** Document segment **
It is also still popular for the guys with homebrew Linux CNC controllers, like many of the supported Mach3 control boards.
USB is just too unreliable.
https://www.geckodrive.com/g540.html


----------



## cynwulf (Jul 6, 2018)

RS232 is far from dead.  Barcode printers / POS still relies on it.  The parallel port has started to disappear there though.

I still use it at work, have tons of straight through and crossover cables, gender changers, both 9 and 25 pin and a lot of the USB -> RS232 controllers still hanging around and in use.


----------



## ronaldlees (Jul 6, 2018)

cynwulf said:


> RS232 is far from dead.  Barcode printers / POS still relies on it.  The parallel port has started to disappear there though.
> 
> I still use it at work, have tons of straight through and crossover cables, gender changers, both 9 and 25 pin and a lot of the USB -> RS232 controllers still hanging around and in use.



Good riddance to that parallel port: those big ugly cables are even uglier than my little ugly cables, which are ugly enough.  I do have one old HP5L printer that simply refuses to die, and it needs that type of cable.  I have only one PC (an oldie) that can service the printer.  When it dies, I guess they go as a combo to the bin.


----------



## Nicola Mingotti (Jul 6, 2018)

In my opinion the serial is still the most usefull port for troubleshooting. I hope it will fade away in a distant future. I use it constantly for the following:

1] BeagleBones
2] access network servers which are misbehaving (well, often i misbehaved
writing the pf.conf)

Then, other less frequent stuff:

*] A couple of days ago I helped troubleshoot a large automatic machinery named Amada. There, the main PLC comunicates with 2 desktops via serial.

*] If i remember well when i was sysadmin we were configuring the Cisco(s) via serial.
Also, all computer in the PCFarm where cabled via serial to a central switch. (I admit that thing was really cranky).  

Bye


----------



## fernandel (Jul 6, 2018)

ShelLuser said:


> I've operated a BBS for a long time _and_ I enjoyed tinkering. From the top of your head eh? Well, I can do one "lower leveled": Tx / Rx (transmit/receive), carrier detect, data ready, request to send, the minus & ground pins (I think we had ground too) and almost forgot: clear to send.
> 
> Hmm, reminds me of Terminate. We had several very nice serial console programs, I had a favorite which name I now totally forgot, but then came Terminate (so I think)...
> 
> Ok, this is the part where I cheated (Wikipedia) but I found it!  It was ProComm which I really enjoyed to use but then I discovered Terminate which _completely_ changed the way I worked with BBS systems.



...and I was a user of few of them. I had this time OS2 on my 286 with 2MB of RAM and 50 MB Quantum HD . And StarrOffice was the office...
Many times I downloaded updates fot OS.
Tempi passati


----------

** Records **
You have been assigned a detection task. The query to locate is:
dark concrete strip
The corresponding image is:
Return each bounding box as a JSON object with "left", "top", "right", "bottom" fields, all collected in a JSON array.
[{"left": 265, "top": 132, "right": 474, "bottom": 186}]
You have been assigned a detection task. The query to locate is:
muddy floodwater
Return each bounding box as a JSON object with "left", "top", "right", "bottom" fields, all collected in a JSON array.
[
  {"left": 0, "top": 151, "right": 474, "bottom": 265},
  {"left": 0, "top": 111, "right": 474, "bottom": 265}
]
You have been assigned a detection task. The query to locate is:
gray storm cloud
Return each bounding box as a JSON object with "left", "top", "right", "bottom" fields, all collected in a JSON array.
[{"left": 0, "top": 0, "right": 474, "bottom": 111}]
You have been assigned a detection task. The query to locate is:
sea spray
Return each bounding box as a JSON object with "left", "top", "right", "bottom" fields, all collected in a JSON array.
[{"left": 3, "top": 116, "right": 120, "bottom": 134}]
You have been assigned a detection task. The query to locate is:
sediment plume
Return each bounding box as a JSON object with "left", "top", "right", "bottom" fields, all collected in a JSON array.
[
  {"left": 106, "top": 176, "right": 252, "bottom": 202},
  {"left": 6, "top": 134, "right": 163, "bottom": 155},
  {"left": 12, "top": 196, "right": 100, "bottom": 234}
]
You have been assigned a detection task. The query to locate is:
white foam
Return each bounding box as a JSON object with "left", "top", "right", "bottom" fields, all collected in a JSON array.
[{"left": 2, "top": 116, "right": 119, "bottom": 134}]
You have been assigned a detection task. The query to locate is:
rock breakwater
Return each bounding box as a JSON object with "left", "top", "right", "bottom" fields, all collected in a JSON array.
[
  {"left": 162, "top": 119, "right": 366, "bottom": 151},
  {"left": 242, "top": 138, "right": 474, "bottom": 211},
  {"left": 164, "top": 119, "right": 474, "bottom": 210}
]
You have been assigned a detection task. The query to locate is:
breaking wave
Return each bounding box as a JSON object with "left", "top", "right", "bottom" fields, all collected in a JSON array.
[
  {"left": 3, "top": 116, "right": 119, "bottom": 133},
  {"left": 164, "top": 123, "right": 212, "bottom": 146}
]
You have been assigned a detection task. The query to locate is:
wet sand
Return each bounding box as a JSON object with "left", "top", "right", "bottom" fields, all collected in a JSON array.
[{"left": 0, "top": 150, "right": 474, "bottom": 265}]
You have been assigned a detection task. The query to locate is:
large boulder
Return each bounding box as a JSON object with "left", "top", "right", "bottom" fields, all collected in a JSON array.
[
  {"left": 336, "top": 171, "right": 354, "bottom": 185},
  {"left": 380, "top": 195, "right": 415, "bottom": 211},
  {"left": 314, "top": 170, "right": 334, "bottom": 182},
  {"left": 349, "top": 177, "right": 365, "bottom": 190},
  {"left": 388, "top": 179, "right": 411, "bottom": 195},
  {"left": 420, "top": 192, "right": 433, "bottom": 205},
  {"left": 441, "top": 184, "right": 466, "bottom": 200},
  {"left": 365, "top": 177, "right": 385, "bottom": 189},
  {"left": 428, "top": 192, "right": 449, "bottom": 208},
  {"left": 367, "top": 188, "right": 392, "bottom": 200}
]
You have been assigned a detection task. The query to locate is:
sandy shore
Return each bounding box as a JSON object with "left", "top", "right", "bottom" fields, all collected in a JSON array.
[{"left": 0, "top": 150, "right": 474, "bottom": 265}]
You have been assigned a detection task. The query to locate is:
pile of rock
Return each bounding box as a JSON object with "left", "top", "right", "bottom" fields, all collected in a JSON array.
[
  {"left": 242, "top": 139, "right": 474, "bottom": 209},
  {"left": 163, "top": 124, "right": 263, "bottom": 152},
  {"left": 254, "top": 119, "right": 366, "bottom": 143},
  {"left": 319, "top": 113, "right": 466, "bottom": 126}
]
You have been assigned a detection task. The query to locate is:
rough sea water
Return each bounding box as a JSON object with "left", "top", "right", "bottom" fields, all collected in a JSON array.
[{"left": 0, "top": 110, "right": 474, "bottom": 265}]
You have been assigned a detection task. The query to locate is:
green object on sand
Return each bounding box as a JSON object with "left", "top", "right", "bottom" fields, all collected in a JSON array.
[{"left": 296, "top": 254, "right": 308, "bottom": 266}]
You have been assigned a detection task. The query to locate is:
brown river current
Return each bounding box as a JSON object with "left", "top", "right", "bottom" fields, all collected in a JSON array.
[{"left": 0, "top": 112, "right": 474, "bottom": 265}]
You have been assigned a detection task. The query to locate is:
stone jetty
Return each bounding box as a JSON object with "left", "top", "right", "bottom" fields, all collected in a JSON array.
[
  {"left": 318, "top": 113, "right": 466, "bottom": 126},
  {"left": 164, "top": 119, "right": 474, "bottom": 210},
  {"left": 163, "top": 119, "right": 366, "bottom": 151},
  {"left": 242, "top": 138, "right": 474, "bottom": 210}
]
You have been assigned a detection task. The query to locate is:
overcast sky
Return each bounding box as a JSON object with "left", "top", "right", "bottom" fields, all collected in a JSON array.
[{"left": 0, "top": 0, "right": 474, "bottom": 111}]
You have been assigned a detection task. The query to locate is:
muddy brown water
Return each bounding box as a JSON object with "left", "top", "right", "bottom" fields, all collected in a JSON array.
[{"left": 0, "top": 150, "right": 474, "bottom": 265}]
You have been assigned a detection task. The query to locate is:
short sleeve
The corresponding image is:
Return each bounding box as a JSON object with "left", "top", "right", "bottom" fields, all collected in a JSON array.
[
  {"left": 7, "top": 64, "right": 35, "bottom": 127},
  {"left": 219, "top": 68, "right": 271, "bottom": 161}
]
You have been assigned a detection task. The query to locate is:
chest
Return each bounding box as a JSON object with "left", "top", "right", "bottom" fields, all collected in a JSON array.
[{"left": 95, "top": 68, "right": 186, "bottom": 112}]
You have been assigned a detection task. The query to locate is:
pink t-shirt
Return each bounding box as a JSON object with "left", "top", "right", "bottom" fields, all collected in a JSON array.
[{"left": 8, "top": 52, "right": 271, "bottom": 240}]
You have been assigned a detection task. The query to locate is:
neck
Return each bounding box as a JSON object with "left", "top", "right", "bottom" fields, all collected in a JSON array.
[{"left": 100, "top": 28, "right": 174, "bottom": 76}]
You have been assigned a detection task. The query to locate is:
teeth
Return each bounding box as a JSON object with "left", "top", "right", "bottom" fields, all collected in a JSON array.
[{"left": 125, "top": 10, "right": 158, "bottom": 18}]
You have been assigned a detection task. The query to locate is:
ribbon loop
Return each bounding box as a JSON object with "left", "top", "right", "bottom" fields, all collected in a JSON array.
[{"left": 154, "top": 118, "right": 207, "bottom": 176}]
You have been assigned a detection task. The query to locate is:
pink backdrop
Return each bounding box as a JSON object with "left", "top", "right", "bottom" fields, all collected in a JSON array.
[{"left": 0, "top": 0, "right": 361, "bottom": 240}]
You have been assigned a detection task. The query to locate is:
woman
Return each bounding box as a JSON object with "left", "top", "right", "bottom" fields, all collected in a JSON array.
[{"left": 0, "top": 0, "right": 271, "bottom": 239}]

** Prompt A **
From the serial-port discussion above, write out the passage from "Then, other less" up to and including "Cisco(s) via serial.".
** Prompt B **
Return each line of the listing that contains the word "brown".

** Task output A **
Then, other less frequent stuff:

*] A couple of days ago I helped troubleshoot a large automatic machinery named Amada. There, the main PLC comunicates with 2 desktops via serial.

*] If i remember well when i was sysadmin we were configuring the Cisco(s) via serial.

** Task output B **
brown river current
muddy brown water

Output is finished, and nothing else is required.